- [Problem statement]
Would you print all of the records below exactly, without skipping any?

- [Provided entries]
--------------------

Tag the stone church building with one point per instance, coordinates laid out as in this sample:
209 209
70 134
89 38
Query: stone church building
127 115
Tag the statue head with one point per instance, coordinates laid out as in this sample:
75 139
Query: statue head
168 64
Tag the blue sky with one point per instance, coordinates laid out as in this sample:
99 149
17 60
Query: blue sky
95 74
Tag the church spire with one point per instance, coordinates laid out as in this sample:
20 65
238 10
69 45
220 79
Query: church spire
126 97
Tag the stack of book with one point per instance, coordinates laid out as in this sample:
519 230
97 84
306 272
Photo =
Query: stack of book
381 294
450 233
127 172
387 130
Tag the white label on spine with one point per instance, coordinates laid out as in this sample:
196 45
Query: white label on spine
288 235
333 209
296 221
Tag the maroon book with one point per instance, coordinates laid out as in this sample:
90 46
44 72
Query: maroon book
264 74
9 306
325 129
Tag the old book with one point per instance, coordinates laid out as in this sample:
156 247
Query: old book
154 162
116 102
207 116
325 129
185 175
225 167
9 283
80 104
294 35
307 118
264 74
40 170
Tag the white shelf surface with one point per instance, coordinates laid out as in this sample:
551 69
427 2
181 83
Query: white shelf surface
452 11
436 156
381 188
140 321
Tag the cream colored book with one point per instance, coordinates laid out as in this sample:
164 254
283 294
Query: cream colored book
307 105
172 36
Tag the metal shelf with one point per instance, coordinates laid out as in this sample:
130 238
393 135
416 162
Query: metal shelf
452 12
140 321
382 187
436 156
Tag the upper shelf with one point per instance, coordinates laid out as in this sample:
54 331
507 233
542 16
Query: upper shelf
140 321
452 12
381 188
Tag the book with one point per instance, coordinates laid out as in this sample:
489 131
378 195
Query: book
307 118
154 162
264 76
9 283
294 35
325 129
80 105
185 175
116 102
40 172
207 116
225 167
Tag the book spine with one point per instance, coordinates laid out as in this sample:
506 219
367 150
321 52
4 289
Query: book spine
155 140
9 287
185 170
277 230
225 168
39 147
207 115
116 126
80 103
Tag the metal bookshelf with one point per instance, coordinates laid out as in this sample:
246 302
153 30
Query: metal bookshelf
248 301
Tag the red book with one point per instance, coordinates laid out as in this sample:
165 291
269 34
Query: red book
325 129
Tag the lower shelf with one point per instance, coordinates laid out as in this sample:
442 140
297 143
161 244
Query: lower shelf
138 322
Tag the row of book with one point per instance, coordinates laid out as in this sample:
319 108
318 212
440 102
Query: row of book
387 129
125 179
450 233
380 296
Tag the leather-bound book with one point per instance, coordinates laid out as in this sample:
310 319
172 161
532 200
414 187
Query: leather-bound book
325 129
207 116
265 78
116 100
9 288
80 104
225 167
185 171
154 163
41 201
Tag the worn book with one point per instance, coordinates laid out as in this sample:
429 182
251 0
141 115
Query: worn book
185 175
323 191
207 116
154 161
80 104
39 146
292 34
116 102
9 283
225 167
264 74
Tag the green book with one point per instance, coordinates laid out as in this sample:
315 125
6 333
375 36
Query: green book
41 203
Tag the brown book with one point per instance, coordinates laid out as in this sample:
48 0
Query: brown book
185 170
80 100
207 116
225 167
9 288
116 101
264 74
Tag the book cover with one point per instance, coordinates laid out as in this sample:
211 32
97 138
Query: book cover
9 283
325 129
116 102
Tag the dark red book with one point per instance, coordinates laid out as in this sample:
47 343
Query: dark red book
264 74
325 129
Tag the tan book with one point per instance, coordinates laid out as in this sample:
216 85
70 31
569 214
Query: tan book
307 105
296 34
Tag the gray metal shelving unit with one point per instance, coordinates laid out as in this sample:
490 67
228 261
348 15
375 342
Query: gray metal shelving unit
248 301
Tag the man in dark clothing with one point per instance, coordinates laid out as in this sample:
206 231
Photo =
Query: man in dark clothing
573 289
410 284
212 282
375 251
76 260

--------------------

- [Answer section]
Tag the stone church building with one point per instance, coordinates laid out as in this sample:
209 209
70 134
89 38
Query: stone church building
127 115
Tag the statue head with one point per instance, coordinates laid out as in this sample:
75 139
Query: statue head
168 64
Tag the blue sky with one point per instance, coordinates laid out as in this sample:
99 149
17 60
Query: blue sky
95 74
Tag the church spire with one point per instance, coordinates laid out as in this sample:
20 65
238 10
69 45
220 79
Query: church spire
126 97
Tag the stack of book with one point per instance, coordinates laid out as in this sample:
519 230
97 84
306 272
Photo =
Query: stack of book
381 294
450 233
127 172
387 130
Tag the white label on spine with one point per instance, coordinates laid out as in this sample:
196 45
Query: white label on spine
288 235
333 209
296 221
Tag the maroon book with one point per instance, coordinates laid out as in this sample:
90 46
44 72
Query: maroon book
264 74
9 306
325 129
Tag the old book with one point per instance, coordinates laid out as in this sample:
156 247
Query: old book
154 162
116 102
207 116
325 129
185 175
225 167
9 283
80 104
294 35
307 118
264 74
40 170
Tag the white shelf surface with one point per instance, coordinates laid out as in this sample:
551 69
427 2
181 83
Query: white shelf surface
452 11
436 156
381 188
140 321
Tag the cream colored book with one point per instance, coordinates laid out as in this sample:
164 254
283 294
Query: cream colored book
307 105
172 36
Tag the metal shelf with one point per instance, coordinates laid out as in this sample:
130 238
393 135
416 162
Query: metal shelf
452 12
140 321
382 187
436 156
Tag the upper shelf with one point per instance, coordinates laid out as in this sample:
54 331
507 233
542 16
Query: upper shelf
140 321
452 12
381 188
Tag the book with one point per instance, coordinates laid out as in this sample:
489 131
378 195
Query: book
307 118
154 162
264 76
9 283
294 35
325 129
80 105
185 175
116 102
40 172
207 116
225 167
Tag the book spine with one point per instance, coordinates laid out as in this sample:
506 219
367 150
321 52
4 289
Query: book spine
155 140
9 287
185 170
277 230
225 168
39 147
207 115
116 126
80 103
Tag the metal bookshelf with one point per instance, coordinates laid out as in this sample:
246 302
153 30
Query: metal bookshelf
248 301
Tag the red book with one point per instance, coordinates laid out as in this sample:
165 291
269 34
Query: red book
325 129
Tag the lower shelf with one point per instance, coordinates laid out as in this sample:
442 140
297 143
161 244
Query: lower shelf
138 322
Tag the row of book with one point per instance, coordinates laid out as in this sample:
319 108
318 212
440 102
Query: row of book
387 129
125 179
450 233
380 296
Tag the leather-bound book with one point per instance, coordinates laid out as in this sample:
310 319
172 161
532 200
414 187
Query: leather-bound book
325 129
207 116
265 78
116 100
9 288
80 104
225 167
185 171
154 163
41 201
Tag the worn book with one point per instance, coordinates laid out as in this sample:
429 182
251 0
141 115
Query: worn book
185 175
323 191
207 116
154 161
80 104
39 146
292 34
116 102
9 283
225 167
264 74
Tag the green book with one point per instance, coordinates laid out as in this sample:
315 125
6 333
375 36
Query: green book
41 203
Tag the brown book with one point per instance, coordinates laid out as in this sample:
48 0
Query: brown book
185 170
80 100
207 116
225 167
9 288
116 101
264 74
Tag the book cover with one point per instance, coordinates laid out as in this sample:
211 32
97 138
Query: book cover
9 283
325 129
116 102
Tag the dark red book with one point per instance, coordinates laid out as in this sample:
47 343
Query: dark red book
264 74
325 129
Tag the tan book with one point per instance, coordinates laid out as in this sample:
216 85
70 31
569 214
Query: tan book
307 105
296 34
Tag the gray metal shelving unit with one point per instance, coordinates laid out as in this sample:
490 67
228 261
348 15
375 342
Query: gray metal shelving unit
248 301
Tag the man in dark clothing with one point per instance, coordinates laid out as in this sample:
206 231
Photo =
Query: man in dark clothing
573 289
410 284
212 282
375 251
76 260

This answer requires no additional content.